» Your goal
Report each line in the listing below that contains the word "front".

» Records from a data source

<<<<

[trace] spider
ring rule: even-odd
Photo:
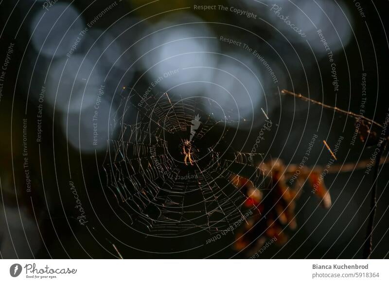
[[[188,165],[187,160],[188,159],[189,159],[189,163],[191,163],[191,165],[193,165],[193,159],[192,159],[191,156],[191,150],[192,143],[191,143],[190,141],[188,141],[188,140],[185,140],[184,141],[184,145],[182,146],[182,151],[184,153],[184,155],[185,156],[185,157],[184,158],[184,162],[185,163],[186,165]]]

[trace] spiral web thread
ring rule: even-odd
[[[188,139],[191,121],[199,113],[202,124],[194,142],[219,124],[228,127],[237,122],[229,120],[228,112],[225,121],[215,121],[212,114],[198,107],[210,103],[204,100],[180,98],[175,102],[167,93],[145,99],[133,88],[129,95],[124,93],[112,125],[121,130],[117,139],[108,141],[104,169],[107,187],[130,223],[138,222],[147,228],[147,233],[168,237],[200,230],[212,234],[244,219],[243,211],[247,209],[242,205],[248,197],[231,180],[248,170],[250,180],[259,187],[263,176],[252,158],[259,155],[209,148],[209,166],[201,168],[195,163],[191,177],[182,179],[177,177],[181,169],[169,154],[165,137],[179,135],[180,139]],[[126,123],[131,120],[135,123]],[[228,132],[223,131],[219,142],[224,142]],[[181,136],[185,132],[187,137]]]

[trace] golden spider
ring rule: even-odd
[[[189,159],[189,163],[191,165],[193,165],[193,159],[192,158],[192,143],[190,141],[188,140],[185,140],[184,141],[184,145],[182,146],[182,151],[185,157],[184,158],[184,162],[186,165],[188,165],[187,160]]]

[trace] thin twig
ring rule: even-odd
[[[322,103],[319,101],[317,101],[316,100],[314,100],[312,99],[311,98],[308,98],[308,97],[306,97],[303,95],[301,95],[301,93],[295,93],[294,92],[292,92],[292,91],[289,91],[289,90],[287,90],[286,89],[283,89],[281,90],[281,92],[284,94],[290,94],[291,95],[293,95],[295,97],[297,97],[298,98],[300,98],[302,100],[304,100],[305,101],[309,101],[309,102],[312,102],[312,103],[314,103],[315,104],[317,104],[318,105],[320,105],[322,106],[324,108],[327,108],[328,109],[332,109],[338,113],[341,113],[342,114],[344,114],[348,116],[351,116],[353,118],[358,119],[360,119],[361,120],[364,120],[365,121],[368,122],[371,124],[373,124],[377,126],[378,126],[380,128],[382,127],[382,125],[381,124],[379,124],[375,121],[372,120],[371,119],[369,119],[367,117],[365,117],[364,116],[362,116],[361,115],[358,115],[357,114],[355,114],[352,112],[350,112],[348,111],[345,111],[344,110],[342,110],[337,107],[331,106],[330,105],[327,105],[326,104],[324,104],[324,103]]]
[[[374,220],[377,212],[377,189],[378,188],[378,170],[380,167],[380,160],[382,155],[382,152],[385,150],[386,142],[388,140],[385,139],[382,142],[381,148],[382,150],[377,154],[375,159],[375,165],[374,168],[374,175],[373,176],[373,183],[371,187],[371,198],[370,202],[370,212],[369,212],[369,223],[368,224],[368,230],[364,244],[363,257],[365,259],[370,258],[373,246],[373,230],[374,230]]]

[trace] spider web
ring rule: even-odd
[[[262,156],[233,149],[236,132],[231,126],[239,121],[230,120],[232,112],[223,109],[225,119],[218,121],[203,110],[213,103],[206,98],[126,92],[111,123],[119,133],[108,141],[104,168],[129,223],[169,237],[212,234],[245,219],[248,196],[232,180],[244,176],[259,188],[263,174],[255,164]],[[182,150],[191,133],[193,165],[185,164]]]

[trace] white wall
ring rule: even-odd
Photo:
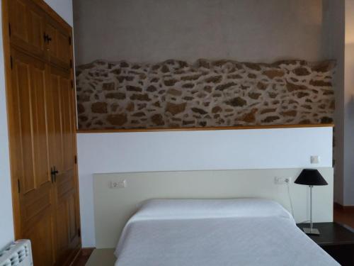
[[[79,133],[77,140],[84,247],[96,243],[94,173],[332,166],[332,128]]]
[[[322,0],[76,0],[74,12],[78,65],[328,58]]]
[[[346,1],[343,205],[354,206],[354,1]]]
[[[295,180],[302,169],[148,172],[97,174],[93,177],[96,244],[115,248],[122,230],[137,207],[150,199],[269,199],[292,211],[297,223],[309,219],[309,188],[290,183],[276,184],[275,177]],[[313,221],[333,221],[333,168],[319,168],[328,186],[314,187]],[[111,189],[111,182],[127,187]],[[243,265],[242,265],[243,266]]]
[[[59,16],[72,26],[72,1],[45,0]],[[1,23],[2,13],[0,16],[0,250],[13,240],[14,238]]]
[[[337,60],[334,80],[336,98],[334,201],[343,204],[345,1],[324,0],[324,10],[325,10],[324,16],[325,27],[329,33],[324,41],[329,45],[329,57]]]
[[[4,50],[1,25],[2,13],[0,16],[0,51]],[[0,52],[0,211],[1,214],[0,218],[0,250],[13,240],[14,235],[5,89],[4,53]]]
[[[72,27],[74,25],[72,0],[44,0]]]

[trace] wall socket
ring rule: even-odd
[[[125,189],[127,187],[127,180],[111,181],[110,187],[111,189]]]
[[[274,177],[274,184],[285,184],[291,182],[291,177]]]

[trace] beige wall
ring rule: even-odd
[[[264,198],[275,200],[291,211],[297,223],[309,219],[309,189],[292,182],[302,169],[264,169],[98,174],[93,178],[96,247],[116,246],[121,230],[142,202],[149,199]],[[314,188],[313,219],[333,221],[333,169],[319,170],[328,186]],[[274,184],[275,177],[290,177],[286,184]],[[110,182],[125,180],[125,189],[110,188]]]
[[[322,0],[76,0],[74,9],[77,65],[329,57]]]
[[[354,1],[346,0],[343,204],[354,206]]]

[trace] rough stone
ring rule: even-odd
[[[167,94],[174,96],[181,96],[182,95],[182,92],[178,91],[178,89],[169,89],[167,90]]]
[[[96,102],[91,106],[92,113],[107,113],[107,103]]]
[[[164,126],[165,122],[164,121],[164,117],[161,113],[155,113],[152,116],[152,121],[156,126]]]
[[[207,114],[207,112],[203,109],[201,109],[200,108],[197,107],[193,107],[192,108],[192,111],[195,113],[200,113],[200,114]]]
[[[168,102],[166,105],[166,111],[170,112],[173,115],[176,115],[183,112],[185,110],[186,103],[175,104],[173,103]]]
[[[263,72],[263,74],[267,76],[268,78],[271,79],[274,79],[276,77],[282,77],[284,76],[284,72],[282,70],[265,70]]]
[[[130,86],[130,85],[127,85],[126,87],[126,89],[127,89],[127,91],[128,92],[142,92],[142,89],[140,88],[139,87],[137,87],[137,86]]]
[[[102,85],[102,89],[104,91],[113,91],[115,89],[115,86],[114,82],[103,83]]]
[[[221,85],[218,85],[215,89],[218,91],[223,91],[226,89],[230,88],[233,86],[237,85],[235,82],[229,82],[229,83],[225,83]]]
[[[222,79],[222,75],[209,77],[205,79],[206,82],[219,83]]]
[[[241,97],[235,97],[229,101],[225,101],[225,103],[232,106],[244,106],[247,104],[247,101]]]
[[[122,92],[110,92],[105,94],[105,98],[116,99],[118,100],[124,100],[126,98],[126,96],[125,94]]]
[[[214,106],[212,109],[212,113],[219,113],[222,111],[222,109],[220,106]]]
[[[294,73],[297,76],[308,76],[308,75],[309,75],[311,74],[309,70],[307,70],[304,67],[297,67],[297,68],[295,68],[294,70]]]
[[[249,96],[251,99],[253,99],[253,100],[258,99],[261,95],[262,95],[262,94],[258,94],[257,92],[249,92]]]
[[[77,70],[80,129],[319,123],[333,116],[333,62],[100,60]]]
[[[151,99],[149,98],[149,94],[135,94],[130,96],[130,99],[132,101],[135,101],[135,100],[147,101],[151,101]]]
[[[118,113],[118,114],[109,114],[107,116],[107,121],[108,123],[113,126],[123,126],[127,123],[127,114],[126,113]]]

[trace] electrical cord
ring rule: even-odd
[[[292,215],[292,217],[294,217],[294,208],[292,206],[292,200],[291,199],[291,196],[290,196],[290,187],[289,186],[289,179],[285,179],[285,182],[287,183],[287,196],[289,196],[289,202],[290,203],[290,208],[291,208],[291,215]]]
[[[287,196],[289,196],[289,201],[290,203],[290,208],[291,208],[291,214],[292,215],[292,217],[294,217],[294,208],[292,207],[292,200],[291,199],[291,196],[290,196],[290,187],[289,186],[289,179],[285,179],[285,183],[287,183]],[[311,221],[309,220],[306,220],[306,221],[302,221],[299,223],[309,223],[311,222]]]

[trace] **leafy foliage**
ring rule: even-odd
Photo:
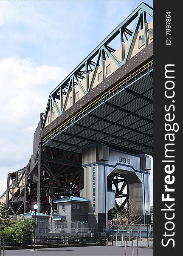
[[[25,218],[21,217],[17,220],[12,227],[13,238],[29,238],[33,233],[34,221],[32,218]]]
[[[0,232],[10,225],[10,210],[4,204],[0,202]]]
[[[4,238],[11,238],[12,237],[12,228],[6,227],[4,230],[0,232],[0,237],[4,236]]]

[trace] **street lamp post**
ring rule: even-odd
[[[34,207],[34,249],[31,250],[35,251],[36,250],[36,211],[38,208],[38,206],[37,204],[35,204]]]
[[[148,232],[148,223],[147,221],[147,213],[148,212],[148,207],[147,206],[146,207],[145,209],[146,212],[146,224],[147,224],[147,246],[146,246],[146,248],[149,247],[150,246],[149,245],[149,232]]]

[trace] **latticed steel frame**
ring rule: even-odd
[[[127,207],[128,202],[128,184],[122,174],[111,172],[108,175],[107,177],[107,188],[112,189],[113,188],[113,185],[115,188],[115,199],[121,198],[121,204],[119,204],[116,200],[115,207],[108,211],[108,219],[109,220],[113,219],[113,215],[114,213],[122,211],[124,207]],[[124,190],[126,190],[125,193],[124,192]]]
[[[118,68],[121,67],[130,58],[133,47],[133,43],[135,40],[137,31],[138,31],[140,26],[141,29],[144,29],[145,46],[147,46],[146,14],[153,17],[153,9],[146,4],[142,3],[51,93],[45,112],[42,128],[45,127],[48,113],[52,107],[55,108],[58,116],[60,116],[65,112],[69,95],[69,93],[71,90],[73,92],[74,90],[73,88],[76,85],[79,86],[84,95],[91,90],[96,76],[96,71],[99,66],[100,66],[100,61],[102,64],[102,81],[103,81],[104,78],[104,67],[103,63],[103,61],[106,60],[106,57],[111,58]],[[134,20],[136,21],[136,24],[133,31],[132,32],[127,27]],[[131,40],[127,52],[125,53],[124,38],[127,40],[128,40],[127,34],[131,37]],[[121,61],[113,54],[115,50],[108,45],[119,35],[120,37],[120,47],[121,56]],[[93,61],[93,59],[95,59],[95,61]],[[92,75],[89,81],[88,75],[91,72],[93,72]],[[82,80],[84,79],[85,79],[85,87],[82,85],[79,80]],[[63,100],[63,96],[64,95],[66,96]],[[74,97],[73,95],[72,105],[74,103]],[[57,100],[60,100],[59,106],[56,104]],[[51,120],[52,119],[51,111],[50,111],[49,114],[50,120]]]
[[[12,215],[33,210],[33,205],[35,202],[38,204],[39,211],[49,213],[51,207],[56,207],[53,201],[61,198],[61,196],[79,195],[80,190],[83,186],[81,156],[42,146],[41,129],[44,127],[48,111],[51,107],[55,108],[59,116],[65,111],[69,93],[70,90],[73,91],[74,86],[78,85],[84,95],[90,91],[96,73],[95,71],[99,65],[101,60],[102,63],[107,57],[110,57],[120,67],[129,59],[139,26],[141,29],[144,29],[145,45],[146,46],[146,14],[153,17],[153,9],[146,4],[142,3],[51,93],[44,117],[42,113],[41,114],[40,121],[37,128],[37,137],[34,138],[34,140],[35,139],[37,143],[34,147],[33,155],[24,168],[8,175],[6,204],[9,207]],[[132,32],[127,27],[135,19],[136,23],[135,29]],[[122,56],[121,61],[116,59],[113,54],[115,50],[108,45],[119,35]],[[128,39],[127,35],[131,37],[131,40],[125,54],[124,44],[124,38]],[[95,61],[93,60],[94,58]],[[102,81],[104,78],[103,66]],[[79,79],[87,78],[92,72],[90,81],[86,79],[85,86],[84,87]],[[64,102],[62,102],[64,95],[66,97]],[[60,100],[59,108],[56,104],[56,99]],[[23,185],[20,186],[23,181]],[[122,185],[120,188],[119,184]],[[113,185],[115,186],[116,198],[125,198],[120,207],[116,204],[117,210],[113,208],[110,211],[110,216],[113,211],[118,210],[119,207],[124,207],[128,200],[128,184],[122,176],[117,174],[112,173],[109,175],[107,185],[108,188],[112,188]],[[127,188],[126,194],[123,193],[125,187]]]

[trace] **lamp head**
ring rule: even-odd
[[[35,204],[34,206],[33,206],[34,209],[34,210],[37,210],[37,208],[38,208],[38,206],[37,205],[37,204]]]

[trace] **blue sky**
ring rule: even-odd
[[[141,3],[0,1],[0,195],[32,154],[49,93]]]

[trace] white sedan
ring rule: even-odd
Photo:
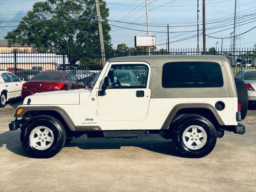
[[[0,107],[5,106],[6,101],[21,97],[23,78],[18,78],[12,73],[0,71]]]
[[[256,69],[240,71],[235,77],[235,80],[244,82],[247,89],[249,104],[256,104]]]

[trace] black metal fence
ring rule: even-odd
[[[197,49],[153,50],[151,55],[222,55],[229,60],[234,76],[240,70],[256,68],[256,48],[241,48],[234,51],[226,48],[216,50],[207,49],[205,52]],[[148,55],[144,49],[121,50],[112,50],[105,53],[106,60],[116,57]],[[18,77],[28,81],[35,74],[43,71],[68,70],[82,78],[88,86],[97,72],[103,67],[101,53],[22,52],[14,51],[0,52],[0,70],[10,71]]]

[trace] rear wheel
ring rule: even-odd
[[[4,92],[0,94],[0,107],[4,107],[6,104],[6,94]]]
[[[25,151],[33,157],[48,158],[58,154],[66,141],[61,123],[51,116],[40,116],[28,122],[20,134],[20,142]]]
[[[217,133],[212,124],[199,115],[186,115],[177,122],[172,141],[176,149],[187,157],[206,156],[213,150]]]
[[[241,118],[244,119],[246,116],[248,108],[248,92],[243,81],[236,80],[235,82],[237,92],[238,102],[241,104]]]

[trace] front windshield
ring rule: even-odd
[[[77,73],[76,73],[76,74],[78,75],[82,76],[84,75],[87,75],[88,72],[86,70],[81,70],[81,71],[78,71]]]

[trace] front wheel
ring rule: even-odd
[[[25,151],[36,158],[48,158],[58,154],[66,141],[66,132],[61,123],[48,116],[31,119],[22,130],[20,142]]]
[[[206,156],[216,144],[217,133],[214,125],[201,115],[185,115],[174,128],[173,142],[178,152],[186,157]]]
[[[2,93],[0,94],[0,107],[4,107],[6,104],[6,94],[5,93]]]

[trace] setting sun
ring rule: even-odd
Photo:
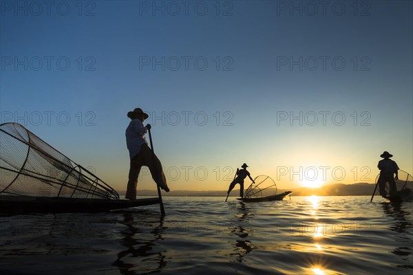
[[[303,187],[310,187],[311,188],[318,188],[323,185],[322,181],[318,179],[310,180],[304,179],[300,181],[300,183]]]

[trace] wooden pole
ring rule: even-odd
[[[376,189],[377,189],[377,186],[379,185],[379,181],[376,184],[376,186],[374,187],[374,190],[373,191],[373,195],[372,195],[372,198],[370,199],[370,202],[373,201],[373,197],[374,197],[374,194],[376,193]]]
[[[165,215],[165,210],[163,206],[163,201],[162,201],[162,194],[160,192],[160,187],[158,185],[158,167],[156,166],[156,162],[155,159],[155,151],[153,151],[153,144],[152,144],[152,136],[151,135],[151,130],[148,130],[149,133],[149,142],[151,142],[151,150],[152,150],[152,158],[153,161],[153,164],[155,165],[155,173],[156,174],[156,187],[158,188],[158,197],[159,197],[159,206],[160,207],[160,214],[162,216]]]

>>>>

» The response
[trace] front windshield
[trace] front wheel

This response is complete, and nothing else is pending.